[WHAT YOU WILL DO]: For the data below, the lines that hold "record" should be counted; only the resulting number is expected.

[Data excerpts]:
%%

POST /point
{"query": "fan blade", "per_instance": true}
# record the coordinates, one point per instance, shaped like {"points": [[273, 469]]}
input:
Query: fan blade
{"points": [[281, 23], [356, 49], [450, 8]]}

%%
%%

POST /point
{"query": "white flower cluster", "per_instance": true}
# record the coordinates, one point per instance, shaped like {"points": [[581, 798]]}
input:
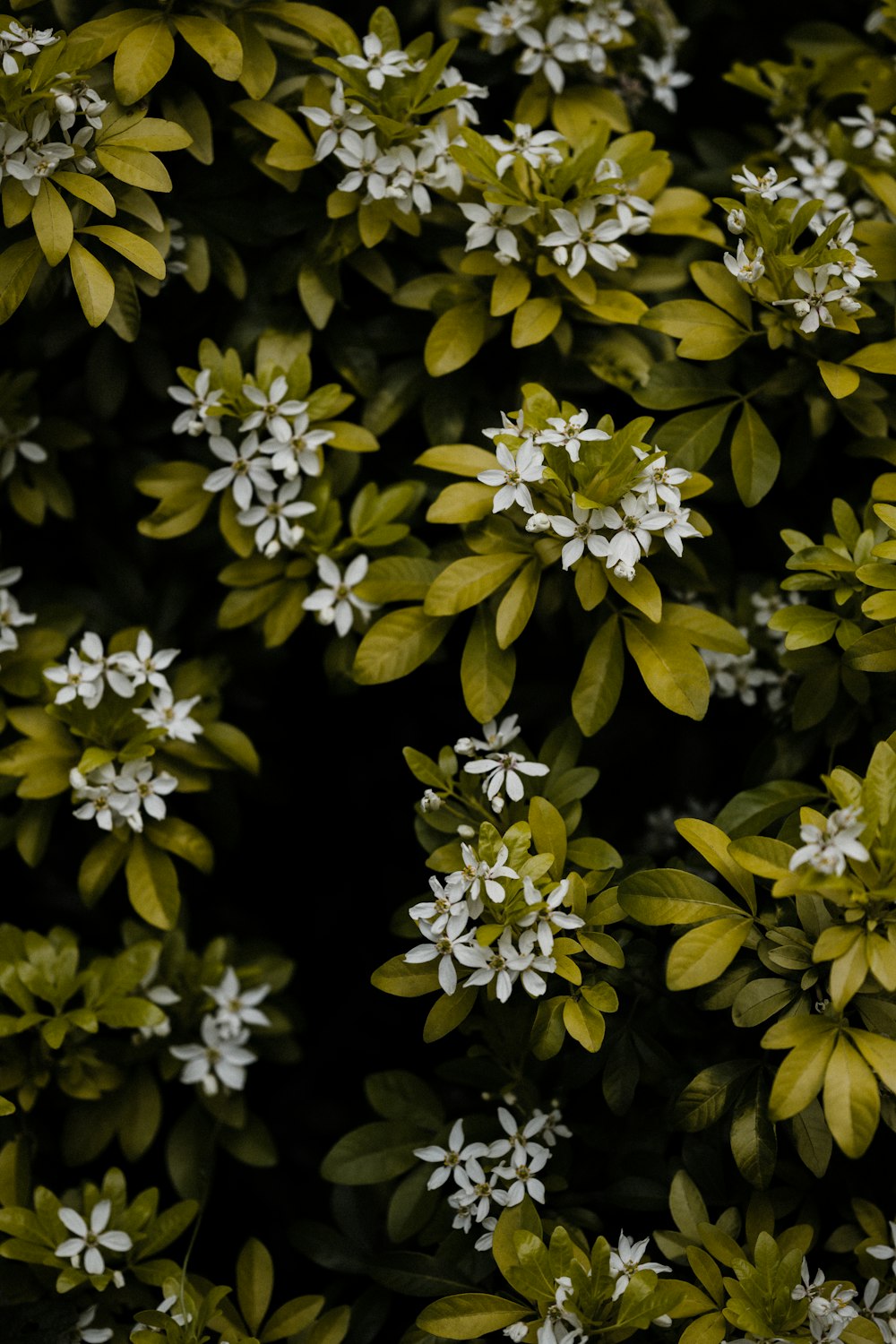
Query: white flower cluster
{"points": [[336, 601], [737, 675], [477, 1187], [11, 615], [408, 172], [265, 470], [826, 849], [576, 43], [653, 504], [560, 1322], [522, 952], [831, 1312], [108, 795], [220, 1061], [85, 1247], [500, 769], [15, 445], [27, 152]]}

%%
%%

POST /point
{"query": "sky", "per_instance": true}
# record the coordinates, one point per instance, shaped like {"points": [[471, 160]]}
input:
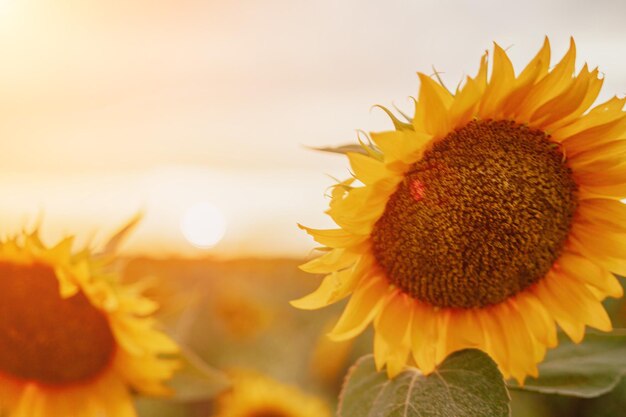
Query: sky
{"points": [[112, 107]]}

%%

[ANSWER TO THIS EXERCISE]: 3